Tasks:
1 - In the answer on listing directories that hold jpg files, return the stretch from "This peeks into" through "with these suffixes.", copied character for character.
2 - According to the answer on listing directories that hold jpg files, what does the :h at the end of the zsh globbing pattern do?
3 - Extend the answer on listing directories that hold jpg files, picking up right after its final sentence.

Page extract:
──────────────────────────────

Recursively list all directories that contain one or more jpg image files

Assuming JPEG image files have the suffix .jpg:

find "$HOME" -type f -name '*.jpg' \
    -exec sh -c 'for d; do dirname "$d"; done' sh {} + | sort -u -o jpeg_dirs.txt

This relies on you not having funky directory names with newlines in their names.

With GNU find:

find "$HOME" -type f -name '*.jpg' -printf '%h\n' | sort -u -o jpeg_dirs.txt

These find commands will find all JPEG images under your home directory and print the names of the directories where they were found. The sort -u will take this list of directory names, sort it, and remove duplicates. The result will be written to the file jpeg_dirs.txt in the current directory.


Looking back at this in early 2021 (3.3 years later) I cringe a bit because my solution above, albeit not wrong per se, is a bit backwards. It also makes the obvious assumption about "nice filenames" (no newlines).

When you're using find to search for directories, don't search for regular files as I did above; actually search for directories. Once we have the directories, we can look in each of them and see if the is a file matching *.jpg or *.JPG (further filename suffixes are easy to add):

find "$HOME" -type d -exec bash -O nullglob -O dotglob -O extglob -c '
    for dirpath do
        set -- "$dirpath"/*.@(jpg|JPG)
        [[ "$#" -gt 0 ]] && printf "%s\n" "$dirpath"
    done' bash {} +

This peeks into each directory from your home directory down and tries to expand the globbing pattern *.@(jpg|JPG) in each. This pattern, which also could have been written as two separate patterns, *.jpg and *.JPG, matches all the files that we're looking for. If one name matches, we assume that this is a directory that we want to output the name of. This will give false positives for directories that contain only sub directories with these suffixes.

The shell options that we run our internal bash script with allows us to match hidden names (dotglob), allows the globbing pattern to disappear completely if it doesn't match anything rather than remain unexpanded (nullglob), and allows us the use of the ksh-inspired extended globbing pattern @(...|...).

Using the zsh shell:

typeset -U list=(~/**/*.(jpg|JPG)(.DN:h))
print -rC1 $list

This creates an array variable, list, that has the property that it only stores unique elements. It is initialized to the result of expanding a filename globbing pattern. The pattern matches all JPEG image files in or below the home directory, and the :h at the end removes the actual filename from the generated pathnames. The . makes the pattern only match regular files, and D and N acts like dotglob and nullglob in bash.

──────────────────────────────

(Labeled-object pointing entries)
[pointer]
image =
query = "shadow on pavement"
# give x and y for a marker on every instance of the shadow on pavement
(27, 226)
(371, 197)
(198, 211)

──────────────────────────────

Results of the exercise:
1 -
This peeks into each directory from your home directory down and tries to expand the globbing pattern *.@(jpg|JPG) in each. This pattern, which also could have been written as two separate patterns, *.jpg and *.JPG, matches all the files that we're looking for. If one name matches, we assume that this is a directory that we want to output the name of. This will give false positives for directories that contain only sub directories with these suffixes.

2 - It removes the actual filename from the generated pathnames.

3 -
A simple way is to list all the .jpg files, then strip off the base names of the files (the part after the final slash), and remove duplicates. You can use sed to strip the part of each line after the final slash. There's a command to remove duplicates, which is called uniq, but it assumes sorted input; if you're need to sort anyway, you can let sort do the uniquification.

find ~Mike -iname '*.jpg' | sed 's!/[^/]*$!!' | sort -u >directories_with_jpeg_files.txt

This assumes that none of the directories or files involved have a newline in their name. File names with newlines do not appear in normal circumstances, but do beware if the file names may have been chosen by a hostile person (e.g. if you're processing files that have been uploaded to a server and the uploader can choose the file name).

If there are directories containing a lot of JPEG files and not many directories containing no JPEG file, this method spends a lot of time reporting then redundant files. There is no way to tell find to shortcut a directory once it's found something in it. But you can restrict find to directories and tell it to search for a JPEG file in each directory. This increases the cost for directories that don't contain JPEG files, however, so it can have poor performance if there are many JPEGless directories.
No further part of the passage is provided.